### Extrait à lire

______

Comme on parle des relations entre Régions, on aborde la question d’une future réforme de l’État. Message sans ambiguïté du président humaniste : les francophones doivent se préparer et la Fédération Wallonie-Bruxelles est dans le viseur.
“Quand il y a deux ans, l’idée de la Belgique à quatre a émergé, j’avoue l’avoir accueillie avec un certain intérêt. Plus le temps passe, plus je suis dubitatif. Parce que je ne suis pas convaincu que renforcer les Régions au détriment d’une liaison structurelle entre francophones soit opportune. Mais autant je suis convaincu de l’intérêt de garder un lien très fort en Bruxelles et Wallonie, autant je ne suis pas convaincu que la forme de ce lien doive être l’actuelle Fédération Wallonie-Bruxelles.
En termes de gouvernance à l’intérieur de l’espace francophone, il y a un toilettage à opérer. Je ne suis pas sûr qu’on ait besoin d’un parlement et d’un gouvernement spécifiques. On pourrait fonctionner avec des ministres 100% à double casquette. Il y a une administration qui doit être revisitée et certainement des compétences à régionaliser.”
“Je peux comprendre l’énervement flamand”
“On commettrait, nous francophones, globalement, une erreur en se présentant à la table des discussions institutionnelles à venir en 2024 sans avoir fait une opération de simplification intrafrancophone au préalable. Je peux comprendre l’énervement flamand quand on a une telle déperdition d’énergie et d’argent parce qu’on a multiplié les couches dans l’espace francophone.

______

### Données fournies
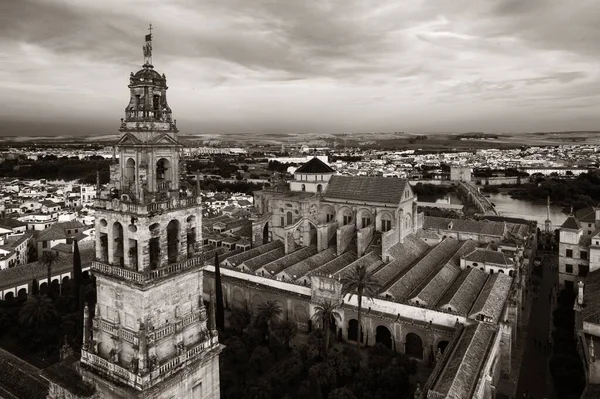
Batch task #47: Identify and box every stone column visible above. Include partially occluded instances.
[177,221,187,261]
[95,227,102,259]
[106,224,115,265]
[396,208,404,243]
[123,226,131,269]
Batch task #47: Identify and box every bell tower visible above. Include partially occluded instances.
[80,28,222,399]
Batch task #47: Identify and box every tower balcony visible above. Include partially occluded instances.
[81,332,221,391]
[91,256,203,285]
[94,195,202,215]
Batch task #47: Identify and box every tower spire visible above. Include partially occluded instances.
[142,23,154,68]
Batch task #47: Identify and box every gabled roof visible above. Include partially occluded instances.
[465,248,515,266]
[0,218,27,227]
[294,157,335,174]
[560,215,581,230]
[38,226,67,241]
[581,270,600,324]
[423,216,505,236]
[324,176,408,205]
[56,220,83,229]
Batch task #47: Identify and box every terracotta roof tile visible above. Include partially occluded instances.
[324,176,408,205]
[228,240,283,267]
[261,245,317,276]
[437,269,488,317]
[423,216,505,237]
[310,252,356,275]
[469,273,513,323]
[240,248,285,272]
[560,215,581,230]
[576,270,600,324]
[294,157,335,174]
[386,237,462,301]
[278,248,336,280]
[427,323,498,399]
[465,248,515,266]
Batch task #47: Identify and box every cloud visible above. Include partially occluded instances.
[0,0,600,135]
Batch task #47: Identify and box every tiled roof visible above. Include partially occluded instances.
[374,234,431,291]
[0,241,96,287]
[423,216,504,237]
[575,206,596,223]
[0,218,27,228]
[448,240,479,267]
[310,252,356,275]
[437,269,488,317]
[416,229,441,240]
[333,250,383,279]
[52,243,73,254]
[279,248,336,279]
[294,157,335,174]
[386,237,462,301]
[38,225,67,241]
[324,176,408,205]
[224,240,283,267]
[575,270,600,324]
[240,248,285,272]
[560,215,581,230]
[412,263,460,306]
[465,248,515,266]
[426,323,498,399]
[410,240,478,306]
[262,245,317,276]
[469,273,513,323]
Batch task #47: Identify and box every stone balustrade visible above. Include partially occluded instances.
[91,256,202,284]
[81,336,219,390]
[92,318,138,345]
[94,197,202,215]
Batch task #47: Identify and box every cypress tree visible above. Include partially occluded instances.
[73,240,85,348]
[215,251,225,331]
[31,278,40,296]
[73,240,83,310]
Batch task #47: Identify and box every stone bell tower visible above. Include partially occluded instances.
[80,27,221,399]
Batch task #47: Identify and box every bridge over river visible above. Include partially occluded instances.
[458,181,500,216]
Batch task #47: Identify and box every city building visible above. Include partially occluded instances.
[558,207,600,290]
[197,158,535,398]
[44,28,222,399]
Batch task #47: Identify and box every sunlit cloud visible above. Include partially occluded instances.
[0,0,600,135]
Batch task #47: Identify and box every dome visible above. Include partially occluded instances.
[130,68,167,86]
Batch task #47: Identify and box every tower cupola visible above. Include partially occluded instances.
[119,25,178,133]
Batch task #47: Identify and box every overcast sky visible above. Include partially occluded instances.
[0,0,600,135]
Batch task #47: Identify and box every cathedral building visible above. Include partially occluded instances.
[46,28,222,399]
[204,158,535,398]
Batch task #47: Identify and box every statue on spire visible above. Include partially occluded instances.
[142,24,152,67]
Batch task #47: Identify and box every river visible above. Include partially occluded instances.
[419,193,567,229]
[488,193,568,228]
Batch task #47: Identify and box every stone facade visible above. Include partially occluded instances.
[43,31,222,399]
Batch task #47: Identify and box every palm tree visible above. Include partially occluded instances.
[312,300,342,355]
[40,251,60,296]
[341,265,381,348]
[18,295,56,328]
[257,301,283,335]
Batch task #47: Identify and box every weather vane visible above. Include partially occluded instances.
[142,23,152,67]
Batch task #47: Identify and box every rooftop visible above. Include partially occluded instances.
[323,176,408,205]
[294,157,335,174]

______

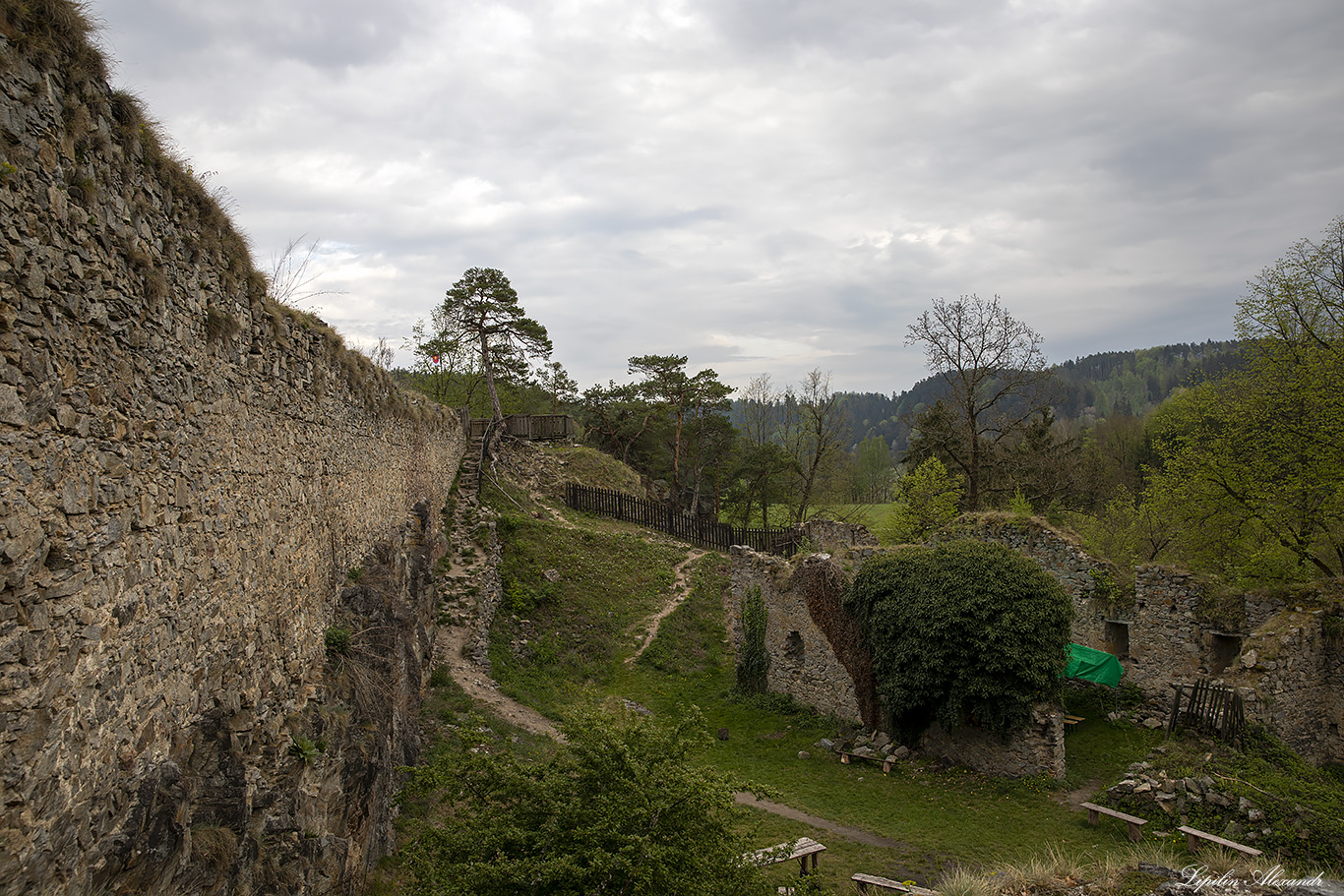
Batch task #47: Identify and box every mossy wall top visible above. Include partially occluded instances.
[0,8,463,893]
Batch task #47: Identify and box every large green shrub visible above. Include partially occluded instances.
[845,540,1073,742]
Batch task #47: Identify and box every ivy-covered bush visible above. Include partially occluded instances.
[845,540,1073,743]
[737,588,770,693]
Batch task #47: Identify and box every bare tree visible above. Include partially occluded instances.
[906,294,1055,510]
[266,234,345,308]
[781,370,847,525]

______

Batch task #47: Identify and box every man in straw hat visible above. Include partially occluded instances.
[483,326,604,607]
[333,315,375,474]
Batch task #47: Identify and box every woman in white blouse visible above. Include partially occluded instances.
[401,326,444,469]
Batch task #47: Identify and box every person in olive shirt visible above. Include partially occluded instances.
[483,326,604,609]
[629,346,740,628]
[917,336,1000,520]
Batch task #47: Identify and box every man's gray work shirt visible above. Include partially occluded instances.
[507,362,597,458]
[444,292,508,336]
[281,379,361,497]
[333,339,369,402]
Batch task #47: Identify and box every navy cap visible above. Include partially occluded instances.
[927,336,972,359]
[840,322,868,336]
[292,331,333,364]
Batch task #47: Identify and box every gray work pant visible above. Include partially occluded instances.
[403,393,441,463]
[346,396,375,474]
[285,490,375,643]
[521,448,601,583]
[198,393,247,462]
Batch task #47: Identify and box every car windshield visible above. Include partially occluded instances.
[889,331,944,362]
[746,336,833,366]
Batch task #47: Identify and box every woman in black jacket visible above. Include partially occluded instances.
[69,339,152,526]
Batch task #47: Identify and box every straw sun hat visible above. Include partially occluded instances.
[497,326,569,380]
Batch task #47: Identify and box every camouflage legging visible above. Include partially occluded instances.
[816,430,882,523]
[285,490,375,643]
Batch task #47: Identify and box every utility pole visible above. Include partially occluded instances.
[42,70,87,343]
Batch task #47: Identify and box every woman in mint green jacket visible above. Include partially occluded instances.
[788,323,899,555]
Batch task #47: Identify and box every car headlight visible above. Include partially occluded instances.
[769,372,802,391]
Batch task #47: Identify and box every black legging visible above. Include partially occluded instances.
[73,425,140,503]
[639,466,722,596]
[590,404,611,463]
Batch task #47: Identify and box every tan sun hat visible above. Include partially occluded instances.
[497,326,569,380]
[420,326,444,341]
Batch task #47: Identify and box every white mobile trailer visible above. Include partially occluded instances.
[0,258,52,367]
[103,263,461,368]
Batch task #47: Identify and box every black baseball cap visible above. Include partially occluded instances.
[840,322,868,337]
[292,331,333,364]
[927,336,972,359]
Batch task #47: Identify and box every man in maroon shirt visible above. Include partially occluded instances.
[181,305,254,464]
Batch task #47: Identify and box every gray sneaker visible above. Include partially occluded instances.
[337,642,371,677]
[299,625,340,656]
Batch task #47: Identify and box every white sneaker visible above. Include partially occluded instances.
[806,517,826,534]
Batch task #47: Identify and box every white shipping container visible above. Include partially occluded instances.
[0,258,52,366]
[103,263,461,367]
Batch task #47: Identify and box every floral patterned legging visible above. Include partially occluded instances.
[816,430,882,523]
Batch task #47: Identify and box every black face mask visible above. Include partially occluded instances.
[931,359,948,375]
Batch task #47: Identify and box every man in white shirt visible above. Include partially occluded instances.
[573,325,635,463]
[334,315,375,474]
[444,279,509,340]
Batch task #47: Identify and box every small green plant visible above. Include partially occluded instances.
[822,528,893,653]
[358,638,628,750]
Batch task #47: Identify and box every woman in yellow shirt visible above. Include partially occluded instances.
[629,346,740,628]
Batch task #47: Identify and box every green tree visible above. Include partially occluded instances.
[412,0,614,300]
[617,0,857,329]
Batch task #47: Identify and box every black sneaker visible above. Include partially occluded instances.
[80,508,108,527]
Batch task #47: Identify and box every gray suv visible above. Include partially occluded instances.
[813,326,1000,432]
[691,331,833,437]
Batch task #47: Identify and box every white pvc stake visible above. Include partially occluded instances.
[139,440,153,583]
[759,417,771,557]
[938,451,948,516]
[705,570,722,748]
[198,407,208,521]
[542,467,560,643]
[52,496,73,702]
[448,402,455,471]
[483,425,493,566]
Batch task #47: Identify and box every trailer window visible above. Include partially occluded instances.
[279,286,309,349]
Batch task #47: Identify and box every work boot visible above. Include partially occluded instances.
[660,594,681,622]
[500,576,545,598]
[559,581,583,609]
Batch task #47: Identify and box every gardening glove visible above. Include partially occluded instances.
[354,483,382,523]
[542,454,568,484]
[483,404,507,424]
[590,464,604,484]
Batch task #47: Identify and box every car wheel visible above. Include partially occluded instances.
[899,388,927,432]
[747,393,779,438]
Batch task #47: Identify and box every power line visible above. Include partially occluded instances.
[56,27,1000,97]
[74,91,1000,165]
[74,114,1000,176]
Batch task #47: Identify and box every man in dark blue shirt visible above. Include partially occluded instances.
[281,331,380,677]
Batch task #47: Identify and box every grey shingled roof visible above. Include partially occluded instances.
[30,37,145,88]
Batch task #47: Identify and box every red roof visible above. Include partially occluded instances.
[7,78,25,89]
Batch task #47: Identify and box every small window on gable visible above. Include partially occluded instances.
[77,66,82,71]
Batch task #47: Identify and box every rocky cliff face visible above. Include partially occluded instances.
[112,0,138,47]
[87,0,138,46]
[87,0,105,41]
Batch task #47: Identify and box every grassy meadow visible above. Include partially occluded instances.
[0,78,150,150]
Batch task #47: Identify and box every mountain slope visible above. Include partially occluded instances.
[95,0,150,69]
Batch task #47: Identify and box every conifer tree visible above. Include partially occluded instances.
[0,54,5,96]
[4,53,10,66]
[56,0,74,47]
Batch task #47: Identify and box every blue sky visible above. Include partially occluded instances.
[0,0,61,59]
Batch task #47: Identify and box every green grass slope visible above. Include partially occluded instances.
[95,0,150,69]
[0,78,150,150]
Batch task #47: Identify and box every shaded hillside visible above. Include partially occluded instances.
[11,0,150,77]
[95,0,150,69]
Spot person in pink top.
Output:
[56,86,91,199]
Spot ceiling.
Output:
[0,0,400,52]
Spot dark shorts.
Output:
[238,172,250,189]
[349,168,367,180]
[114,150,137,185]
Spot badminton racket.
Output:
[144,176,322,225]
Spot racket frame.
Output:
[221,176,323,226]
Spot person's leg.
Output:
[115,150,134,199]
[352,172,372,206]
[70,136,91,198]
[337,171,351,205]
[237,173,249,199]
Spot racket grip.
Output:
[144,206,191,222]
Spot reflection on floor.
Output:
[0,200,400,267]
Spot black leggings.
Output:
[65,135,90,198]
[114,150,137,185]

______

### Consigne
Recopiez mot pour mot, s'il vous plaît, le passage de l'extrait sur la réforme de l'État compris entre « Comme on parle » et « l’actuelle Fédération Wallonie-Bruxelles. », inclus.

### Réponse attendue
Comme on parle des relations entre Régions, on aborde la question d’une future réforme de l’État. Message sans ambiguïté du président humaniste : les francophones doivent se préparer et la Fédération Wallonie-Bruxelles est dans le viseur.
“Quand il y a deux ans, l’idée de la Belgique à quatre a émergé, j’avoue l’avoir accueillie avec un certain intérêt. Plus le temps passe, plus je suis dubitatif. Parce que je ne suis pas convaincu que renforcer les Régions au détriment d’une liaison structurelle entre francophones soit opportune. Mais autant je suis convaincu de l’intérêt de garder un lien très fort en Bruxelles et Wallonie, autant je ne suis pas convaincu que la forme de ce lien doive être l’actuelle Fédération Wallonie-Bruxelles.